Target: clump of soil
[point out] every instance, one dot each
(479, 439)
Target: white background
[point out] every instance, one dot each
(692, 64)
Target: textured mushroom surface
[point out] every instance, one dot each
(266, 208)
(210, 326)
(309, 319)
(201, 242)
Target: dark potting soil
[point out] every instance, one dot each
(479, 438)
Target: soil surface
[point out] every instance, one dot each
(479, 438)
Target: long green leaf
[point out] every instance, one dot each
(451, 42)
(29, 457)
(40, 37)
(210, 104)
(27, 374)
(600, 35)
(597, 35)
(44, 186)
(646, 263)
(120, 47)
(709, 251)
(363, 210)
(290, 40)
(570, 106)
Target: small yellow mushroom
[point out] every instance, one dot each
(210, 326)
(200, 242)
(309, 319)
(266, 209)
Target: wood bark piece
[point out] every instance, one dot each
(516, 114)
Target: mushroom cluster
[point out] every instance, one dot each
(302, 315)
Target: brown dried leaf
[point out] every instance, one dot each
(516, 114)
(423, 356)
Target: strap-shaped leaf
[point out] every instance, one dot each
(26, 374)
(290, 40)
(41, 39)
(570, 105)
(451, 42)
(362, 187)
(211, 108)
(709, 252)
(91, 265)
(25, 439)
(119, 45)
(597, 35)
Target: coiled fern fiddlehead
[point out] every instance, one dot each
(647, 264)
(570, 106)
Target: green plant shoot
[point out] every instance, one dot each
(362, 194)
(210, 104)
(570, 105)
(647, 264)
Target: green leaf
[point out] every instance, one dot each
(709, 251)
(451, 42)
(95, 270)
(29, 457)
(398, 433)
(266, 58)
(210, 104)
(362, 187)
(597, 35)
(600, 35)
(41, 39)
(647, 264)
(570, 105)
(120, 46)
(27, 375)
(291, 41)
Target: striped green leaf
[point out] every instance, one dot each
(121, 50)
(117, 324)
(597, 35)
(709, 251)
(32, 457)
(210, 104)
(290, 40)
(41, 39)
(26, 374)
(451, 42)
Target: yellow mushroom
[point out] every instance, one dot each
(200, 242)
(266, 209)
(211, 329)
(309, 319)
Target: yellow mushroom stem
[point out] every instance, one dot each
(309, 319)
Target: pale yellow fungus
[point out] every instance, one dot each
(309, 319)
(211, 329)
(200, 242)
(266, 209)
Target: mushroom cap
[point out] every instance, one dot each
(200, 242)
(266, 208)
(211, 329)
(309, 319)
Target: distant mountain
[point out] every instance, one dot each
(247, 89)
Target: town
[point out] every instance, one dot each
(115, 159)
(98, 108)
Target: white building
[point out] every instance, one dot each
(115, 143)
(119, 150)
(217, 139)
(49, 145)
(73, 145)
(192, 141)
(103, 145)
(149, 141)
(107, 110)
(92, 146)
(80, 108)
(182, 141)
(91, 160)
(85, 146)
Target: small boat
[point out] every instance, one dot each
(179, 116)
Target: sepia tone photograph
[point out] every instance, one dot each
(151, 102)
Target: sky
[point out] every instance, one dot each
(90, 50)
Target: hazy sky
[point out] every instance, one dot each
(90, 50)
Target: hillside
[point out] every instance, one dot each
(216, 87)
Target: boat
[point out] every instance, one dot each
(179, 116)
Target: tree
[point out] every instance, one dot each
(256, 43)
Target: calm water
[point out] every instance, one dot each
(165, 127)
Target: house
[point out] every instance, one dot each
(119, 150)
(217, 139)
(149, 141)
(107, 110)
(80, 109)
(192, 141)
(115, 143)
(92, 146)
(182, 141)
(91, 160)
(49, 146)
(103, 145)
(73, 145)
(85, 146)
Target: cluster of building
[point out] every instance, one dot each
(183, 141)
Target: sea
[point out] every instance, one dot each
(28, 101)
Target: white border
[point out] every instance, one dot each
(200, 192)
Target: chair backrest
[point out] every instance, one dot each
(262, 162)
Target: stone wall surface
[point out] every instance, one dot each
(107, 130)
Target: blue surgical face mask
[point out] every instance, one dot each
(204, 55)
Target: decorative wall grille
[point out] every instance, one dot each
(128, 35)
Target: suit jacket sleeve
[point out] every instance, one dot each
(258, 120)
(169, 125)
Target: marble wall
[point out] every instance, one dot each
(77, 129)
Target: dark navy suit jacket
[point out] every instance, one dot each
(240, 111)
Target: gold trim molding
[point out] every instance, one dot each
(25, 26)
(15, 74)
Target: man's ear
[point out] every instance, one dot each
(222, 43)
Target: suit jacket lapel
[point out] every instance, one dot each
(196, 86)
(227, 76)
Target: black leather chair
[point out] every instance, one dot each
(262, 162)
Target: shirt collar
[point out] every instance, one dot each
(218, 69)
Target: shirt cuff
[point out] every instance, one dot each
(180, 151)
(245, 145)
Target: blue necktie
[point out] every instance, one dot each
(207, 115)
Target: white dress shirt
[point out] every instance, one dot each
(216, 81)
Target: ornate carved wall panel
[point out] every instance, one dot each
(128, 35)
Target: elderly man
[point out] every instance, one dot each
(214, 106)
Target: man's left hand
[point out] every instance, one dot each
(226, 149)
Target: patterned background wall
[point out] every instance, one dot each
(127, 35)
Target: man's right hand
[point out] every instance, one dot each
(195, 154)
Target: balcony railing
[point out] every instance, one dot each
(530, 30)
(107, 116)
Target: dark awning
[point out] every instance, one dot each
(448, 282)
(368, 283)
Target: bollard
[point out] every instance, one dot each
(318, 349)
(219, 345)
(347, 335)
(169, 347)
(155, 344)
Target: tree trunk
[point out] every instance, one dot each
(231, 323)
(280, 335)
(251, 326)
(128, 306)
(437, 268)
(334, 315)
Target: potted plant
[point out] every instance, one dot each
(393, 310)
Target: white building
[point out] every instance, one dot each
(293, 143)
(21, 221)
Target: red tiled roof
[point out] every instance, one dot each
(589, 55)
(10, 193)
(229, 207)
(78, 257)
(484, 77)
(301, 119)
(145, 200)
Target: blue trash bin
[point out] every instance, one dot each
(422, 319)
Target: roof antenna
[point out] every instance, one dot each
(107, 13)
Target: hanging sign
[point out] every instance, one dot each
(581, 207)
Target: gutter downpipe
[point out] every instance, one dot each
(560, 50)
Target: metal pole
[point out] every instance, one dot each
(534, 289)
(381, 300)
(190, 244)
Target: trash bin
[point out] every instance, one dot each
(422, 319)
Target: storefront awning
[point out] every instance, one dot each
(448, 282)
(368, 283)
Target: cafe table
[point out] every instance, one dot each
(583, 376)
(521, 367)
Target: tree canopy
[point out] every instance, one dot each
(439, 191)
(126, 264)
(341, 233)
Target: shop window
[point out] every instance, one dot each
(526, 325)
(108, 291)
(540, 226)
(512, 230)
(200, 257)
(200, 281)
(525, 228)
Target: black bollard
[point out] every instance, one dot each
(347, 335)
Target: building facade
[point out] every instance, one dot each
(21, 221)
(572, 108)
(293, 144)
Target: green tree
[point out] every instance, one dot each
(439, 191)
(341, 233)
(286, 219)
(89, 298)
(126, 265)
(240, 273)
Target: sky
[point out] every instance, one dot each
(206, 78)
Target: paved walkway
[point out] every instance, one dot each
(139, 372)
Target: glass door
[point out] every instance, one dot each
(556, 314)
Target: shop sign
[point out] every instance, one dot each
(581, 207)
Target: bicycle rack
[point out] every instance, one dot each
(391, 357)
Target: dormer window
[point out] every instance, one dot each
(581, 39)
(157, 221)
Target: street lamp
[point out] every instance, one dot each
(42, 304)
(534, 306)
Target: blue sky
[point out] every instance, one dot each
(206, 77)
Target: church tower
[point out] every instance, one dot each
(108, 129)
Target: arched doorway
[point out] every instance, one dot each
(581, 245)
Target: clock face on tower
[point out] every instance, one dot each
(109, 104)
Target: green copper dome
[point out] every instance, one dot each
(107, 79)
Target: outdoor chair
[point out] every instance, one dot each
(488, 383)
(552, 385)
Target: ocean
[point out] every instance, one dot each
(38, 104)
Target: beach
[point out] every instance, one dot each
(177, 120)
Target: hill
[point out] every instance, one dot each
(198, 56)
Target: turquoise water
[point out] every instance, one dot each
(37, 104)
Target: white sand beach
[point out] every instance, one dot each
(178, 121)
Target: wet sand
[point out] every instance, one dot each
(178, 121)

**EXERCISE:** Give again, unchanged, the lines running from the top of the material above through the line that has "Target: long green leaf", and nothing more.

**THE ANSWER:**
Target: clump of soil
[point out] every instance, one dot each
(479, 439)
Target: white background
[point out] every instance, one dot each
(692, 64)
Target: textured mushroom surface
[point out] every instance, one dot each
(266, 208)
(210, 326)
(309, 319)
(201, 242)
Target: dark potting soil
[point out] every instance, one dot each
(479, 438)
Target: soil surface
[point out] every instance, one dot each
(479, 438)
Target: long green leaf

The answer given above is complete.